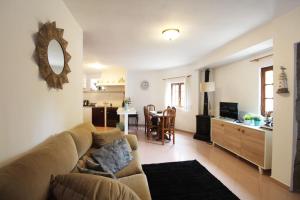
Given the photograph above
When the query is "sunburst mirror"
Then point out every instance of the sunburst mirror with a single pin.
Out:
(52, 55)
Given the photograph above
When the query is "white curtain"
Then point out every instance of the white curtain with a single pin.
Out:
(187, 84)
(168, 100)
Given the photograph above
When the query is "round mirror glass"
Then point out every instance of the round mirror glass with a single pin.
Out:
(55, 56)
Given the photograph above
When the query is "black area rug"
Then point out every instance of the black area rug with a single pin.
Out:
(187, 180)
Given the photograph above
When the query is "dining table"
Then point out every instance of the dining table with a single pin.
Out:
(158, 114)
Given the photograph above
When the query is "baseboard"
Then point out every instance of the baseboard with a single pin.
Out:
(176, 129)
(280, 184)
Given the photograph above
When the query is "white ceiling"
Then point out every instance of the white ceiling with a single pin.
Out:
(127, 33)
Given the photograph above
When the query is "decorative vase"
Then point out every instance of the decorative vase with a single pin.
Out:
(256, 122)
(248, 122)
(126, 106)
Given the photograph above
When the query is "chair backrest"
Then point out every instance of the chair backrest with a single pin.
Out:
(147, 114)
(151, 107)
(168, 120)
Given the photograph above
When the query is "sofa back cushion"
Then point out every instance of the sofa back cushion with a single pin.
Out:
(82, 135)
(29, 176)
(101, 138)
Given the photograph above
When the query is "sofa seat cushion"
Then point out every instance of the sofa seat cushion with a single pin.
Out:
(132, 140)
(84, 186)
(82, 136)
(105, 137)
(134, 167)
(139, 184)
(29, 176)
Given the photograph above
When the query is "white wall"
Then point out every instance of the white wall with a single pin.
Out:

> _Required action_
The answer must repeat every record exactly, with all pictures left out.

> _Answer section_
Given the photograph above
When the query is "sunburst mirror"
Then point out every instance of the sunburst mirror with a single pin.
Out:
(52, 55)
Given the photograph above
When the query is "white curtain"
Then point out every instance of the white curtain with a single pin.
Out:
(187, 84)
(168, 100)
Given the photograph above
When the query is "round mirror glass"
Then point out every instance of the round mirror glass with a single pin.
Out:
(55, 56)
Given the photograph above
When the query is "black area rug"
Then point out every instance of the black area rug with a single pin.
Out:
(187, 180)
Given the photograph above
When the query is "dining table"
Then point out every instance of the dining table with a single pin.
Out:
(158, 114)
Given the photograph above
When the query is "baseboard"
Then point out every instance of the baseboard with a single pin.
Out:
(176, 129)
(280, 184)
Given the photograph above
When the query is "white ceiling"
Then point out every instance of the white ceiling with a single pin.
Out:
(127, 33)
Given the photograph above
When the query is "decorative vase"
Then point out every instance of the decorative vase with a single pin.
Out:
(256, 122)
(248, 122)
(126, 106)
Given the photograph above
When the query is "chair backrest"
Then point out every instance of the chair backrest with a single pin.
Out:
(147, 114)
(151, 107)
(168, 120)
Given the photograph above
When the query is "sofa back cushion"
Then point out every instance of the sofa back cushion with a single pin.
Out:
(82, 135)
(29, 176)
(101, 138)
Given the photograph above
When the query is "sofa seat cushion"
Then point out every instance of the sofa seat cushion with a single pin.
Out:
(132, 140)
(84, 186)
(82, 136)
(105, 137)
(134, 167)
(139, 184)
(29, 176)
Given the photograph above
When the query is "white wall"
Then point out every instance of the white wall with a single pin.
Out:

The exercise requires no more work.